読む文章 |
石川啄木の悲しい片思い──鹿の子百合の君・北村智恵
東海の小島の磯の白砂に われ泣きぬれて 蟹とたわむる
日本のほとんどの人が一度は聞いたことのある石川啄木の有名な歌です。処女詩集『一握の砂』に収められたもので、函館で代用教員生活を送っていた啄木が明治40年9月頃に詠んだものとされています。

北村智恵(出典①)
その女性とは空知管内北村(現岩見沢市北村)の開拓功労者 北村雄治の弟で北村牧場場主・北村謹氏に嫁いだ北村智恵、当時は橘智恵。
昭和35年の『北村村史』は「石川啄木の悲しき恋」と題して次のように紹介しています。
北村牧場夫人智恵(原文はチエ)は、札幌区元村町14番地戸主農業橘仁の長女として生まれ、庁立札幌高等女学校を卒業して明治40年6月から函館の弥生小学校で教鞭をとったことがあるが、そのころ放浪の詩人石川啄木が岩手県渋民村から渡道して函館に来て、代用教員として弥生小学校に赴任した。

指示と条件 | 上の石川啄木と北村智恵についての文章に、次の(a)〜(c)が合っているか判断せよ。(a) 「東海の小島の磯の白砂に」で始まる歌は『一握の砂』に収められている。(b) 北村智恵は旭川で生まれた。(c) 智恵は明治40年6月から函館の弥生小学校で教えていた。それぞれ「はい」か「いいえ」で答え、決め手になった文章の語句を一字も変えずに引くこと。

データ行 |

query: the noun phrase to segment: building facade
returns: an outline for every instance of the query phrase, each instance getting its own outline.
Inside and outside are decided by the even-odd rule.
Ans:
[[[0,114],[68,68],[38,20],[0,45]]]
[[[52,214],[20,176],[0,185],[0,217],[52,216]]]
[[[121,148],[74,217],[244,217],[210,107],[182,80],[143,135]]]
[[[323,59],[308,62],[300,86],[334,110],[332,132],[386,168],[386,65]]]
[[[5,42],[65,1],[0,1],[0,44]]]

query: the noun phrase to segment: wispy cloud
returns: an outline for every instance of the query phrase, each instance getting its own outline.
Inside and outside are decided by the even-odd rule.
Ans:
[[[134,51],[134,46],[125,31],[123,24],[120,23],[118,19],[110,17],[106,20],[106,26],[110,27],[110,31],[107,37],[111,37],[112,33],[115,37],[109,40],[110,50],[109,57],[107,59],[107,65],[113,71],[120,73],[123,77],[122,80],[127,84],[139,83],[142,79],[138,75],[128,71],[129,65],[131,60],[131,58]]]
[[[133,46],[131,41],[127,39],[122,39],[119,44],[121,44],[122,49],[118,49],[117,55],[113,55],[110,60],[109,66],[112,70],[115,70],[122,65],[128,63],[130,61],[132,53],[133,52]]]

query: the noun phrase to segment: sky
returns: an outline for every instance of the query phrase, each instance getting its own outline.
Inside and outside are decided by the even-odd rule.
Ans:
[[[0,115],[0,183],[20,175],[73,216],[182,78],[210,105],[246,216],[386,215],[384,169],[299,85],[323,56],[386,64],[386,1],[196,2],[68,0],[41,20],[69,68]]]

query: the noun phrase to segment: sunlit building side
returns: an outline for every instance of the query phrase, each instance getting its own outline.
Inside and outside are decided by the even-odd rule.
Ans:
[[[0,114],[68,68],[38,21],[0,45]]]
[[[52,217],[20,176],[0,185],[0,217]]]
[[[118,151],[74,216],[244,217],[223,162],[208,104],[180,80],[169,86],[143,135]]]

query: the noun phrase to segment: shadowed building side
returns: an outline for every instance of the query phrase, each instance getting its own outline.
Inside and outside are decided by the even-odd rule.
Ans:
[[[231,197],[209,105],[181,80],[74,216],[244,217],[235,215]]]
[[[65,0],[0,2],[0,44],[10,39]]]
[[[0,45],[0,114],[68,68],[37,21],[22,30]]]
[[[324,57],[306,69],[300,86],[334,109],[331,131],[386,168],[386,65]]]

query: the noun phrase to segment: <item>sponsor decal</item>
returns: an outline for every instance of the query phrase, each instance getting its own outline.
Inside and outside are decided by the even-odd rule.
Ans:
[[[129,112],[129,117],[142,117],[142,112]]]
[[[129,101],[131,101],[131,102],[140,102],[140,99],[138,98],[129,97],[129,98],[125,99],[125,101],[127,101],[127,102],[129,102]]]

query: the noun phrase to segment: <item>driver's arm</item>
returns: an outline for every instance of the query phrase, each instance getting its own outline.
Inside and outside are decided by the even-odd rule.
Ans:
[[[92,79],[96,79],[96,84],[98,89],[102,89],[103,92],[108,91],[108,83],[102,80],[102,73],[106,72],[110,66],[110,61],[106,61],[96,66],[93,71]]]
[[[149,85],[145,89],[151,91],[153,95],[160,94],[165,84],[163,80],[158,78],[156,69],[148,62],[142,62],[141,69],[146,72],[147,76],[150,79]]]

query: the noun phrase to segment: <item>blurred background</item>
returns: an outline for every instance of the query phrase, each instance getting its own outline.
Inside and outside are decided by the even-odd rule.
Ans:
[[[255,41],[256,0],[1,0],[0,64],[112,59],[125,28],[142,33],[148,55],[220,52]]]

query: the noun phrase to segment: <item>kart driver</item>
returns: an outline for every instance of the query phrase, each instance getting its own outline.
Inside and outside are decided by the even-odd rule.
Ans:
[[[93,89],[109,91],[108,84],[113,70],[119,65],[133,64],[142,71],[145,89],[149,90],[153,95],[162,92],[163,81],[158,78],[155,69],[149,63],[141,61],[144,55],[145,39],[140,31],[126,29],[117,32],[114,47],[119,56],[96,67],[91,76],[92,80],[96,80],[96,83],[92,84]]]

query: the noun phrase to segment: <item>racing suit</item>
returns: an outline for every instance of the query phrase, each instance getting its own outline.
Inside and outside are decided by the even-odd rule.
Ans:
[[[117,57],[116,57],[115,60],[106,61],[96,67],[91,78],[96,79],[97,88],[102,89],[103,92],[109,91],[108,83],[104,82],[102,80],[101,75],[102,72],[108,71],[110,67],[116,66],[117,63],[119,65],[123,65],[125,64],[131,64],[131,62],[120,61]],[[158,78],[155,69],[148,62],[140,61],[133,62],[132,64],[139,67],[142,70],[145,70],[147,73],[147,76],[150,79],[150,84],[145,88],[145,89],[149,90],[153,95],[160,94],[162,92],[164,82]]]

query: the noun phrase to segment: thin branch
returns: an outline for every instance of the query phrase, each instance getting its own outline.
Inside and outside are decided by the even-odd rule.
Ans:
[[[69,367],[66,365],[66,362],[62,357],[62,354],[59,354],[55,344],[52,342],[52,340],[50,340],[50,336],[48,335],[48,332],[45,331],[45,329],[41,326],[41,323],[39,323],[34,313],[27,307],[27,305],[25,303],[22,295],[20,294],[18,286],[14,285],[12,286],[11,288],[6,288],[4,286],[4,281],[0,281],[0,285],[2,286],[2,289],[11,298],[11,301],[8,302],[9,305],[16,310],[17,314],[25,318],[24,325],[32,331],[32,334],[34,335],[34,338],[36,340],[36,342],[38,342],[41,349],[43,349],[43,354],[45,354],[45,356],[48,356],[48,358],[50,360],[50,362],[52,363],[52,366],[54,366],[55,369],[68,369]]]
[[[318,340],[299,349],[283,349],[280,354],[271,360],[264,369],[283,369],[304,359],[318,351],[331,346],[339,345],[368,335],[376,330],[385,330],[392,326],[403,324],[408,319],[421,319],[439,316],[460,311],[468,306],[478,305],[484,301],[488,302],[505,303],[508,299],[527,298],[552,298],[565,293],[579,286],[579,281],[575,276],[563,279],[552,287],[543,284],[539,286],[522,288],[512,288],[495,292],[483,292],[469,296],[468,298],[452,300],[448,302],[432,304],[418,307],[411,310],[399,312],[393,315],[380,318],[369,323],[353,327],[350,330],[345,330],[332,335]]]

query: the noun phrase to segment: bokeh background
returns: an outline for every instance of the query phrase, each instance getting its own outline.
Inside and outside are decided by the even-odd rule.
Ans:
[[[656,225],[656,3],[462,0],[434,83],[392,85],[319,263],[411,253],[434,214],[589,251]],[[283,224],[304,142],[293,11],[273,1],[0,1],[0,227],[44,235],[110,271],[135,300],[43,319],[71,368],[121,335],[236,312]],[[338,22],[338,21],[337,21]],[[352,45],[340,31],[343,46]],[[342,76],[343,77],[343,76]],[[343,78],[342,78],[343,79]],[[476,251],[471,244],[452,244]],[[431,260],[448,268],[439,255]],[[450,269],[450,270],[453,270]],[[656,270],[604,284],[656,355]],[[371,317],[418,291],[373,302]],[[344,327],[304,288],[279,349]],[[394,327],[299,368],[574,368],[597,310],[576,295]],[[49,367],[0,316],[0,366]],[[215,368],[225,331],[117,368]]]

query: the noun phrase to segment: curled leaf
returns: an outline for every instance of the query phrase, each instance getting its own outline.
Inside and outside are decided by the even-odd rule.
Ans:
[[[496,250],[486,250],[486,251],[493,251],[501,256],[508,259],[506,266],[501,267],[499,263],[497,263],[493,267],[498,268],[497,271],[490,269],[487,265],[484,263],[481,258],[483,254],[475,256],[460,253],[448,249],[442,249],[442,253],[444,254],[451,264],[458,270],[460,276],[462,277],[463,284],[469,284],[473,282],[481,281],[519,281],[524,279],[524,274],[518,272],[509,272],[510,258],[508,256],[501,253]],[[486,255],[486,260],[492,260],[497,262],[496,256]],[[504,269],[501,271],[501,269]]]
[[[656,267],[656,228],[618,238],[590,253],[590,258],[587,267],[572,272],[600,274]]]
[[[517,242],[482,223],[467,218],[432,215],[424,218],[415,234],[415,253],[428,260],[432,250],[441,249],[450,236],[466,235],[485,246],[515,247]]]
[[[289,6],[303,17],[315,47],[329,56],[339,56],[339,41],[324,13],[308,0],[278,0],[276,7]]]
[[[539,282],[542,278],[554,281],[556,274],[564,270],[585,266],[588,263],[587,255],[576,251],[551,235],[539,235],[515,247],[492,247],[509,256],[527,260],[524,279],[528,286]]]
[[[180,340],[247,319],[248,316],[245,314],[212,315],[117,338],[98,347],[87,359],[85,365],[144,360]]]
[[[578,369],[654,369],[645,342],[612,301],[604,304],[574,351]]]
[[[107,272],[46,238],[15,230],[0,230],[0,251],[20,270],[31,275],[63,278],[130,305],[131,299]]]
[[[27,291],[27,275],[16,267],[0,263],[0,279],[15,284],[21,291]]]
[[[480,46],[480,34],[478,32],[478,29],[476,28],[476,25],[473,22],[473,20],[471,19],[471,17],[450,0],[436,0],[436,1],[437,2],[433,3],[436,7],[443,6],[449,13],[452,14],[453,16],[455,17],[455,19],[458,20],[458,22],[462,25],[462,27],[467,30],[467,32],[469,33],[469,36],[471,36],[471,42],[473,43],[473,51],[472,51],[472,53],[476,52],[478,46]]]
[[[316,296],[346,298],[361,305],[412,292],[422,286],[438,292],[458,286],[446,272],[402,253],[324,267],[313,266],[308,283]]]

正解 |
(a) はい。「処女詩集『一握の砂』に収められたもの」
(b) いいえ。「札幌区元村町14番地戸主農業橘仁の長女として生まれ」
(c) はい。「明治40年6月から函館の弥生小学校で教鞭をとったことがある」